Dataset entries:
·····

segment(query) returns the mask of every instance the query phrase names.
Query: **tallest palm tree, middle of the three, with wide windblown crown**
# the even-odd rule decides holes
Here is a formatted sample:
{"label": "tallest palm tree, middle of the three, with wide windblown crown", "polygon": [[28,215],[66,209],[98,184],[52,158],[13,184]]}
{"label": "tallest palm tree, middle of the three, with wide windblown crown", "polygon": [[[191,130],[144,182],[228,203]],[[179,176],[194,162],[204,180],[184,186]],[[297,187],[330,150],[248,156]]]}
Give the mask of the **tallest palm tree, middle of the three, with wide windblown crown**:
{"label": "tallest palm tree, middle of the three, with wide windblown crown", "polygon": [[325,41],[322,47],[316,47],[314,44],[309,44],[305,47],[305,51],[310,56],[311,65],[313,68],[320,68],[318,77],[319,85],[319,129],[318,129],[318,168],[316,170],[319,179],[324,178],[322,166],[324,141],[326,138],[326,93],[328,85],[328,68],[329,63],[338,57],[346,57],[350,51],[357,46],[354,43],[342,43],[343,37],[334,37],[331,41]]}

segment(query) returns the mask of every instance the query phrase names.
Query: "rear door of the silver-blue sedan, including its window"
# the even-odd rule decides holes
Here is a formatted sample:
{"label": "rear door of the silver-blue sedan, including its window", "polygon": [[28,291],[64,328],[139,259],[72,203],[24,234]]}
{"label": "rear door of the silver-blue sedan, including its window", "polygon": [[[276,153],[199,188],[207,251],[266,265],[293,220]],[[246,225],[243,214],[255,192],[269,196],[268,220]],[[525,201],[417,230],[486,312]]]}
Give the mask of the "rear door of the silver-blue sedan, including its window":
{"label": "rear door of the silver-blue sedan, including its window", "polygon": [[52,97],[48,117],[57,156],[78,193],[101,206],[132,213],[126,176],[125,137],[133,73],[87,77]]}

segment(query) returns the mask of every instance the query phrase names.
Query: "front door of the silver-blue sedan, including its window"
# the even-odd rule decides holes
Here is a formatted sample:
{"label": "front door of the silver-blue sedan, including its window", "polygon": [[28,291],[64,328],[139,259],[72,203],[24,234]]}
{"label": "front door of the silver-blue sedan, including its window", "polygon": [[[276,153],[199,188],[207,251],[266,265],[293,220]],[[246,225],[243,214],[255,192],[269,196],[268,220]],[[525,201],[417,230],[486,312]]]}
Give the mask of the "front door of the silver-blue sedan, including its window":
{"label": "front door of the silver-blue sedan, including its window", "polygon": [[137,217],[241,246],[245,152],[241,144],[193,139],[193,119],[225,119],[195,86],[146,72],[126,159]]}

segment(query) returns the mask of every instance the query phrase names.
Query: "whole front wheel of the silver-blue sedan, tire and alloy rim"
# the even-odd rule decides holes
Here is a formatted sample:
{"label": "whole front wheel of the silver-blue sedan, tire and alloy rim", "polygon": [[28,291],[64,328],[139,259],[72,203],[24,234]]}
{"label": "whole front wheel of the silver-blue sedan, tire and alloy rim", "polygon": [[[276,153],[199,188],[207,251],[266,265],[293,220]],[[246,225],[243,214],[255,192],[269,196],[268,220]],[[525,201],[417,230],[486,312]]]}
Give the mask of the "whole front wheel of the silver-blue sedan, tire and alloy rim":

·····

=== Directions ===
All of the data above is to be transcribed without alteration.

=== Written response ===
segment(query) returns the mask of every instance the query phrase names.
Query: **tallest palm tree, middle of the three, with wide windblown crown**
# the even-odd rule decides holes
Here is a formatted sample:
{"label": "tallest palm tree, middle of the three, with wide windblown crown", "polygon": [[28,215],[66,209],[98,184],[52,158],[13,184]]}
{"label": "tallest palm tree, middle of the three, with wide windblown crown", "polygon": [[[191,130],[144,182],[228,203]],[[179,176],[194,162],[204,180],[184,186]],[[297,187],[330,150],[248,156]]]}
Give the mask of the **tallest palm tree, middle of the three, with wide windblown crown**:
{"label": "tallest palm tree, middle of the three, with wide windblown crown", "polygon": [[325,41],[322,47],[316,47],[314,44],[309,44],[305,47],[305,51],[310,56],[311,65],[313,68],[320,68],[318,77],[319,85],[319,129],[318,129],[318,168],[316,170],[319,179],[324,178],[322,166],[324,141],[326,138],[326,93],[328,85],[328,68],[329,63],[338,57],[346,57],[350,51],[357,46],[354,43],[342,43],[343,37],[334,37],[331,41]]}

segment(query) returns the mask of every instance the query phrase names.
Query: "rear door of the silver-blue sedan, including its window"
# the even-odd rule decides holes
Here is a formatted sample:
{"label": "rear door of the silver-blue sedan, including its window", "polygon": [[28,291],[64,328],[139,259],[72,203],[24,234]]}
{"label": "rear door of the silver-blue sedan, including its window", "polygon": [[[276,153],[199,188],[207,251],[266,265],[293,220]],[[246,225],[243,214],[255,192],[269,196],[268,220]],[[525,201],[417,230],[486,312]]]}
Give the mask of the "rear door of the silver-blue sedan, including its window":
{"label": "rear door of the silver-blue sedan, including its window", "polygon": [[52,97],[48,117],[57,156],[78,193],[101,206],[132,213],[126,176],[125,137],[133,73],[87,77]]}

segment(query) returns the mask of every instance the query phrase names.
Query: "front door of the silver-blue sedan, including its window"
# the even-odd rule decides holes
Here is a formatted sample:
{"label": "front door of the silver-blue sedan, including its window", "polygon": [[28,291],[64,328],[139,259],[72,203],[24,234]]}
{"label": "front door of the silver-blue sedan, including its window", "polygon": [[[276,153],[199,188],[207,251],[266,265],[293,220]],[[246,225],[243,214],[255,192],[269,196],[268,220]],[[525,201],[417,230],[486,312]]]}
Give the mask of the "front door of the silver-blue sedan, including its window":
{"label": "front door of the silver-blue sedan, including its window", "polygon": [[137,217],[241,246],[245,152],[241,144],[193,139],[193,119],[225,119],[195,86],[146,72],[126,159]]}

segment(query) returns the mask of every instance the query phrase names.
Query: "whole front wheel of the silver-blue sedan, tire and alloy rim"
# the even-odd rule decides holes
Here is a formatted sample:
{"label": "whole front wheel of the silver-blue sedan, tire and alloy rim", "polygon": [[28,291],[64,328],[139,259],[72,203],[24,234]]}
{"label": "whole front wheel of the silver-blue sedan, tire and alloy rim", "polygon": [[[276,153],[199,188],[207,251],[266,265],[293,220]],[[246,225],[243,214],[255,192],[269,196],[268,220]],[[525,201],[417,230],[486,312]]]}
Give the mask of the "whole front wheel of the silver-blue sedan, tire and alloy rim":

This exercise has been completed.